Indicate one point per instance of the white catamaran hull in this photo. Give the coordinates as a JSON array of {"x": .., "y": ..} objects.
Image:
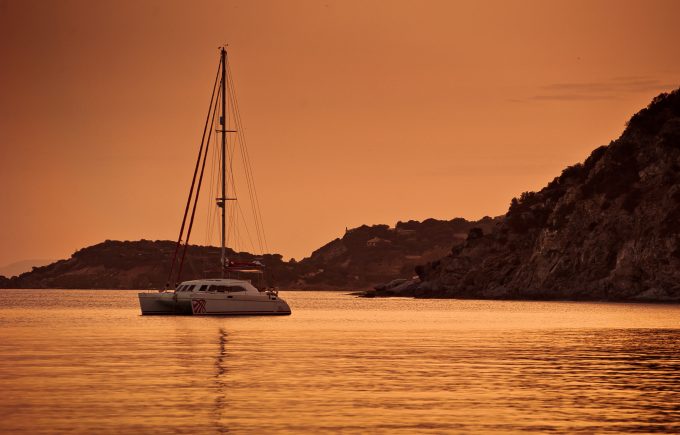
[{"x": 196, "y": 303}]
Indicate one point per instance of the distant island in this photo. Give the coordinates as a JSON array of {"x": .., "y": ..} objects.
[
  {"x": 364, "y": 257},
  {"x": 605, "y": 229}
]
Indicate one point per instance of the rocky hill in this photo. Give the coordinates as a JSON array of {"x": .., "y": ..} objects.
[
  {"x": 362, "y": 258},
  {"x": 366, "y": 256},
  {"x": 605, "y": 229}
]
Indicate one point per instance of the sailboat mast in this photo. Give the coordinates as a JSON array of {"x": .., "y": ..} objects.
[{"x": 223, "y": 58}]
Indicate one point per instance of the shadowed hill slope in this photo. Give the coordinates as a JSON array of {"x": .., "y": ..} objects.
[
  {"x": 362, "y": 258},
  {"x": 606, "y": 229}
]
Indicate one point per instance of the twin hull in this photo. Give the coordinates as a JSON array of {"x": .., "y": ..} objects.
[{"x": 202, "y": 303}]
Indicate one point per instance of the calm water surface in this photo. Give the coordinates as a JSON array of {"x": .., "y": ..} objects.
[{"x": 86, "y": 361}]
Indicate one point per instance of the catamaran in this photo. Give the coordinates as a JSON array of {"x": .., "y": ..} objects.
[{"x": 224, "y": 295}]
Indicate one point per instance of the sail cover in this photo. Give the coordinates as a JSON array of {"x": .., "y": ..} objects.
[{"x": 245, "y": 266}]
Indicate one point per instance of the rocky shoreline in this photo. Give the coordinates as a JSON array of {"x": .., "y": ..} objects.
[{"x": 607, "y": 229}]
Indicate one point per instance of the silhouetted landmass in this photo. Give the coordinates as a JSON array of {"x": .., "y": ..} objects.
[
  {"x": 605, "y": 229},
  {"x": 362, "y": 258}
]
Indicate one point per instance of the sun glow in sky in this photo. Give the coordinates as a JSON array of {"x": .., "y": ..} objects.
[{"x": 357, "y": 112}]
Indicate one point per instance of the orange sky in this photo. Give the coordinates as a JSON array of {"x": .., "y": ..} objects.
[{"x": 356, "y": 111}]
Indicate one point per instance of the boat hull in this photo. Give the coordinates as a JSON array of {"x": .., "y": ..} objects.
[{"x": 202, "y": 304}]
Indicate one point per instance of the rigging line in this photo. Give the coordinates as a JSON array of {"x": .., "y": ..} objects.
[
  {"x": 248, "y": 166},
  {"x": 245, "y": 226},
  {"x": 211, "y": 216},
  {"x": 193, "y": 180},
  {"x": 198, "y": 191},
  {"x": 255, "y": 204}
]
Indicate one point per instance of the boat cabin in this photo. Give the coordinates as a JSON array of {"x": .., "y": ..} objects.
[{"x": 218, "y": 286}]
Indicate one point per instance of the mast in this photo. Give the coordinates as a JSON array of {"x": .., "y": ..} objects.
[{"x": 223, "y": 59}]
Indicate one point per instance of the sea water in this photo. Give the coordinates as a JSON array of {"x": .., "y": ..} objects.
[{"x": 86, "y": 361}]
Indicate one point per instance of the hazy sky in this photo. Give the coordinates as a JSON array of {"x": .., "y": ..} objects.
[{"x": 357, "y": 112}]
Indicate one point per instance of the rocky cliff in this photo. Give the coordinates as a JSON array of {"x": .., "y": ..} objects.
[
  {"x": 368, "y": 255},
  {"x": 362, "y": 258},
  {"x": 605, "y": 229}
]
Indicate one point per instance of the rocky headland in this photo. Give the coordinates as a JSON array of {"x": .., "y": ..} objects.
[
  {"x": 362, "y": 258},
  {"x": 605, "y": 229}
]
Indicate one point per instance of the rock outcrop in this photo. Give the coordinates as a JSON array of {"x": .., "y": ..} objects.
[
  {"x": 605, "y": 229},
  {"x": 362, "y": 258},
  {"x": 368, "y": 255}
]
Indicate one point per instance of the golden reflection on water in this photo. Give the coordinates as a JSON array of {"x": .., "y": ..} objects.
[{"x": 85, "y": 361}]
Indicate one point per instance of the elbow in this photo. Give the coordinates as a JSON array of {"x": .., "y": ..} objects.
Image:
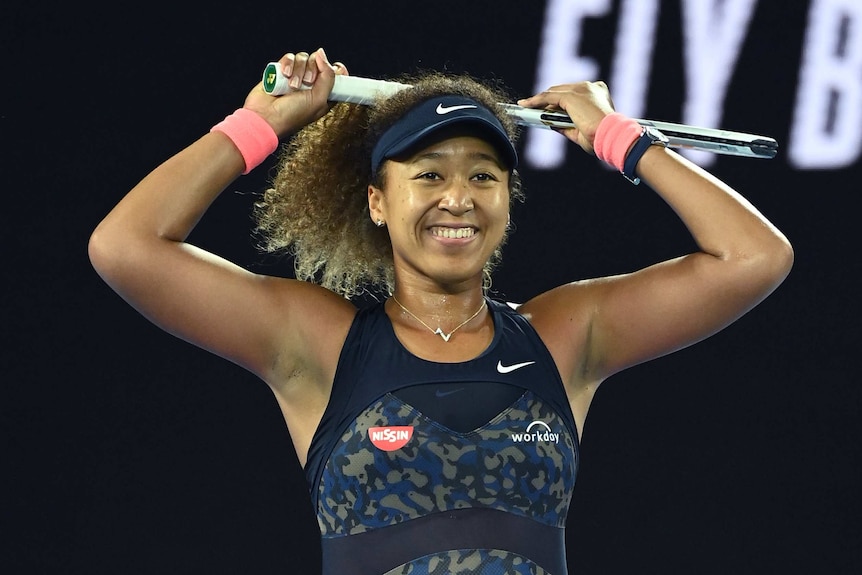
[{"x": 104, "y": 252}]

= = =

▸ What to work on:
What is needed is the listing above, repeated verbatim, without its images.

▸ Response area:
Indicate one point per instance of the white catamaran hull in this photo. Give the coordinates as a JSON array of {"x": .., "y": ..} objects.
Image:
[{"x": 196, "y": 303}]
Indicate one point per instance of the distant island in this photo. Give the coordinates as a JSON array of {"x": .., "y": ..} objects.
[
  {"x": 364, "y": 257},
  {"x": 605, "y": 229}
]
Indicate one point per instance of the rocky hill in this photo. Give the coordinates as a JSON array of {"x": .., "y": ..} objects.
[
  {"x": 362, "y": 258},
  {"x": 366, "y": 256},
  {"x": 605, "y": 229}
]
Indicate one point per instance of the sailboat mast in this photo. Give the coordinates as a JSON array of {"x": .., "y": ..} objects.
[{"x": 223, "y": 58}]
Indicate one point per instance of the shadowed hill slope in this photo. Give the coordinates as a JSON array of {"x": .., "y": ..} objects.
[
  {"x": 362, "y": 258},
  {"x": 606, "y": 229}
]
Indicate one point per instance of the twin hull in this photo. Give the coordinates as a JSON array of {"x": .., "y": ..} objects.
[{"x": 202, "y": 303}]
Indicate one point per instance of the calm water surface in this photo. Give the coordinates as a JSON array of {"x": .., "y": ..} objects.
[{"x": 86, "y": 361}]
Indicate one point per instance of the catamaran in this photo. Give the coordinates as a JSON array of {"x": .., "y": ..} objects.
[{"x": 224, "y": 295}]
Indicate one point per instance of the sail cover in this photo. Give the coordinates as a JSON array of {"x": .., "y": ..} objects.
[{"x": 245, "y": 266}]
Indicate one point per instance of the rocky shoreline in this photo. Give the coordinates as a JSON array of {"x": .., "y": ..} objects.
[{"x": 607, "y": 229}]
Indicate one point per instance of the silhouetted landmass in this photo. Give the coordinates as a JSON array of {"x": .., "y": ..} objects.
[
  {"x": 605, "y": 229},
  {"x": 362, "y": 258}
]
Indicate one point per instance of the sun glow in sky in this photo. Give the coordinates as a JSON array of {"x": .., "y": ..} objects.
[{"x": 357, "y": 112}]
Indicate one point per instance of the orange sky in this photo. Give the coordinates as a JSON array of {"x": .., "y": ..} objects.
[{"x": 356, "y": 111}]
Indicate one point per instance of the boat hull in this photo. Give the coordinates as a JSON array of {"x": .., "y": ..} objects.
[{"x": 202, "y": 304}]
Indicate one point per instance of the rigging line in this photo. Give the coordinates as a JSON array of {"x": .., "y": ..} objects.
[
  {"x": 248, "y": 166},
  {"x": 245, "y": 226},
  {"x": 211, "y": 216},
  {"x": 193, "y": 180},
  {"x": 198, "y": 191},
  {"x": 255, "y": 204}
]
Indicate one point per instance of the boat cabin in this photo. Give the coordinates as a JSON array of {"x": .., "y": ..} objects.
[{"x": 218, "y": 286}]
Indicate one point per instance of the mast in this photo. Give the coordinates as a JSON array of {"x": .., "y": ..} objects.
[{"x": 223, "y": 59}]
Indicate one point per instance of the sea water in this photo. Give the coordinates as a JSON array of {"x": .., "y": ..} objects.
[{"x": 86, "y": 361}]
Indicate one point per instance of the hazy sky in this photo. Give the coordinates as a JSON array of {"x": .., "y": ..} objects.
[{"x": 357, "y": 112}]
Indicate one point per instance of the rocky cliff in this photo. Give the coordinates as a JSON array of {"x": .., "y": ..} objects.
[
  {"x": 368, "y": 255},
  {"x": 362, "y": 258},
  {"x": 605, "y": 229}
]
Indicate one point per instance of the rocky headland in this photo. Give the coordinates as a JSON array of {"x": .., "y": ..} objects.
[
  {"x": 362, "y": 258},
  {"x": 605, "y": 229}
]
Indicate one point per instance of the rock outcrop in this photo. Give the coordinates as a JSON array of {"x": .., "y": ..} objects.
[
  {"x": 605, "y": 229},
  {"x": 362, "y": 258},
  {"x": 368, "y": 255}
]
Indicate one point per instance of the golden reflection on water in this photo. Give the coordinates as a JSON array of {"x": .., "y": ..} objects.
[{"x": 85, "y": 361}]
Indicate one point per instance of the elbow in this photo. Give the coordinates as a JSON array of {"x": .., "y": ..} objects.
Image:
[{"x": 104, "y": 252}]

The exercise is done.